→ **Supplied text**
Indian film and theatre actress

Pooja Devariya is an Indian film and theatre actress who is known for her works in Tamil and Kannada films. After making her film debut with Selvaraghavan's Mayakkam Enna (2012), she worked extensively in theatre with the Stray Factory, before returning to films in 2015.

==Career==
Pooja made her acting debut in Selvaraghavan's Mayakkam Enna (2011) portraying Padmini, a friend in Dhanush's gang. Pooja then joined the theatre group Stray Factory and has worked on stage performances and online videos with the company. Notably, she starred as Zorro in an interpretation of The Three Musketeers in December 2012. in 2013, she made her directorial debut was the play Maya from Madurai written by Naren Weiss.

In 2015, she worked on the production of four films, including roles in Karthik Subbaraj's Iraivi and Manikandan's Kuttrame Thandanai. In 2018, Pooja made her Kannada debut with the film Katheyondu Shuruvagide, directed by Senna Hegde. She is half Kannadiga from her mother's side.

→ **Given data**
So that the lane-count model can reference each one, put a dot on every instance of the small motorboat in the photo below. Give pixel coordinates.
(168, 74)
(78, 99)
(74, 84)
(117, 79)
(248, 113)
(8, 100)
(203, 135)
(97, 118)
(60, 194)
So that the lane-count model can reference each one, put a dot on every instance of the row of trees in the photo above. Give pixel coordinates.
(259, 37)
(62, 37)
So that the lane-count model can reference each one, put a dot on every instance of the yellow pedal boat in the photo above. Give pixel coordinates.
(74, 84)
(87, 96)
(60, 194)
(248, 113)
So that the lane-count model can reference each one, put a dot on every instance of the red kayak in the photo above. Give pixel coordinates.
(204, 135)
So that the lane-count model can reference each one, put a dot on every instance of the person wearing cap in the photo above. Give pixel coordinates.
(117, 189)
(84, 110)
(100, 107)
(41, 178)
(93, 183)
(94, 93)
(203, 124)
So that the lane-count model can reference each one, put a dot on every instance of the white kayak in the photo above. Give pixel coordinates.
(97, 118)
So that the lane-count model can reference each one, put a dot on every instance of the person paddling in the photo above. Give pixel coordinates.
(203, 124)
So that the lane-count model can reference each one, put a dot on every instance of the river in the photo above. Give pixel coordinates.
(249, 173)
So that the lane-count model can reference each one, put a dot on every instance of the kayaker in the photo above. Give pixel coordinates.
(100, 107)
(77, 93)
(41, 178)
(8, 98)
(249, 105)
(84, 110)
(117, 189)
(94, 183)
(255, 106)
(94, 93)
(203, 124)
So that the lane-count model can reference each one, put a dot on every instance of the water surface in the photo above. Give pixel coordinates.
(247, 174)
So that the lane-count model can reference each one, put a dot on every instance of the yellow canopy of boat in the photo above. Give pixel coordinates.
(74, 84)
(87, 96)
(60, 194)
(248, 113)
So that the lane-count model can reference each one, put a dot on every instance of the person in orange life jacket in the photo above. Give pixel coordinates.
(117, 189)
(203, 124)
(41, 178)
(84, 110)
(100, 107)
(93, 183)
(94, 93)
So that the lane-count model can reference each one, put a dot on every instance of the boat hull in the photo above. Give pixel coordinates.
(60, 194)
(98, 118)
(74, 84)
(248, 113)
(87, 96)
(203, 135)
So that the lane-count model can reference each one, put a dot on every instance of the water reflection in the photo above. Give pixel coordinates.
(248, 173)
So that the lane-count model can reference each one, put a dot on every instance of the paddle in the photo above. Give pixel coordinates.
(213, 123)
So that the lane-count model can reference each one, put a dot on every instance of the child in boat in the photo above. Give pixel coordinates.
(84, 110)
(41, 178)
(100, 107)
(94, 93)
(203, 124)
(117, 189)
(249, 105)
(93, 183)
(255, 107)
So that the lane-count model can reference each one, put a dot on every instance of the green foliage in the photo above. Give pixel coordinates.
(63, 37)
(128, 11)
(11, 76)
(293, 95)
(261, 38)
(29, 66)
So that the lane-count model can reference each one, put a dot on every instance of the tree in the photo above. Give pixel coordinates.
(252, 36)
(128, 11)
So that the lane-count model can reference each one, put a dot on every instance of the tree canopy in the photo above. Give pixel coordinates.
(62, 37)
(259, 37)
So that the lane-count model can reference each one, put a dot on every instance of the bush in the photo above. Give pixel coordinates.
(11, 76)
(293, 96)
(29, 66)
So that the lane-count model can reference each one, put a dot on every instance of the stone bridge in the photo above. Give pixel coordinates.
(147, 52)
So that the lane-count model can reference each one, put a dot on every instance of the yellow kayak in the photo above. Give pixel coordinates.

→ **Required actions**
1: Translate this sentence from the Pooja Devariya profile into French: "In 2018, Pooja made her Kannada debut with the film Katheyondu Shuruvagide, directed by Senna Hegde."
2: List every film title named in the Pooja Devariya profile.
3: According to the Pooja Devariya profile, what role did she play in the interpretation of The Three Musketeers?
Work only from the Pooja Devariya profile.

→ **Task-by-task results**
1: En 2018, Pooja a fait ses débuts en kannada avec le film Katheyondu Shuruvagide, réalisé par Senna Hegde.

2:
Mayakkam Enna
Iraivi
Kuttrame Thandanai
Katheyondu Shuruvagide

3: She played Zorro.